# Short problem 1
Please retype every line of the pointing-dataset records below without any change, and omit the pictures.

Christmas with a Capital C is a 2010 American Christian drama direct-to-DVD film directed by Helmut Schleppi. The film's plot was based on a song of the same name by Christian band Go Fish, whose name was inspired by one of actor Brad Stine's stand-up comedy routines. It centers on what, in recent years, has been dubbed the "War on Christmas" in the United States.

Plot 
Christmas has always been an exceptional time of love and tradition in the small town of Trapper Falls, Alaska. Hometown of Mayor Dan Reed (Ted McGinley) looks forward to each year with enthusiasm to all the events, friends and family that fill this special season. Together with his brother Greg (Brad Stine), they dedicate time away from their adventure tour company to drape the town is Christmas cheer. When Dan's old high school rival Mitch Bright (Daniel Baldwin), a mean-spirited and embittered militant atheist returns home after 20 years, Dan is immediately suspicious. Mitch is a highly successful big city lawyer who has never wanted anything to do with Trapper Falls. The rivalry re-ignites when the frustrated Mitch takes offense to what he sees as the town's violation of his rights. Mitch wants the Nativity scene removed from the front of City hall and the word Christmas switched to Happy Holidays on all signs. Fifty years of tradition are now challenged not by an outsider, but a former member of the community. As the conflict escalates, it goes beyond one person's opinion but magnifies into an entire town problem when Mitch enters into the mayoral race to have Dan replaced.

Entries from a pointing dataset

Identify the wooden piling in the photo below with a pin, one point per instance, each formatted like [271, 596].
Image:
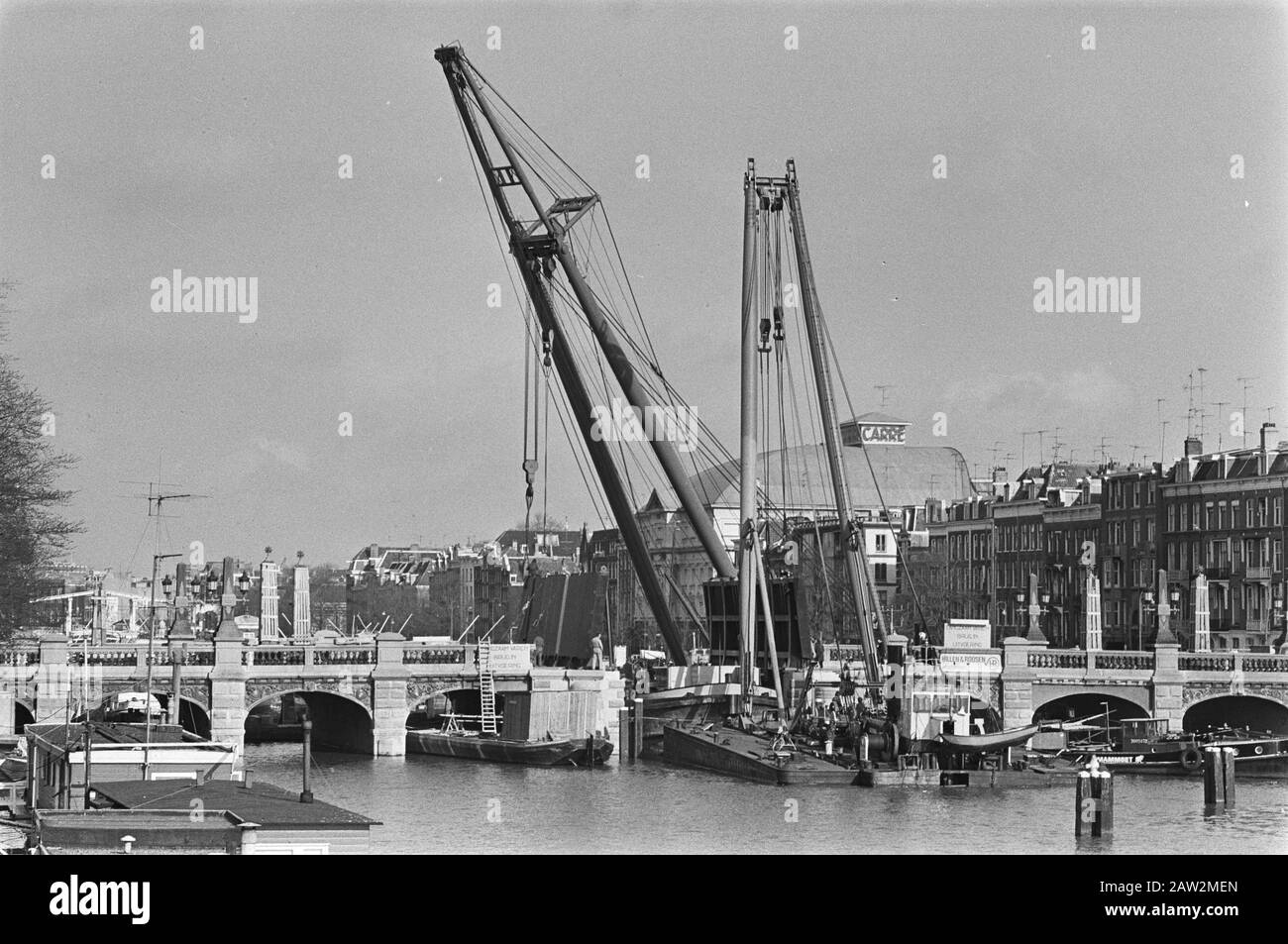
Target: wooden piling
[1094, 803]
[1219, 776]
[639, 728]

# Short problem 2
Echo the stretch of the film article from "Christmas with a" through "the United States." word for word.

# Exercise solution 1
Identify the wooden piling in the photo below with a pin, one point per instance, each formatted like [271, 596].
Image:
Target: wooden piling
[1094, 803]
[1219, 776]
[639, 728]

# Exercise solution 2
Christmas with a Capital C is a 2010 American Christian drama direct-to-DVD film directed by Helmut Schleppi. The film's plot was based on a song of the same name by Christian band Go Fish, whose name was inspired by one of actor Brad Stine's stand-up comedy routines. It centers on what, in recent years, has been dubbed the "War on Christmas" in the United States.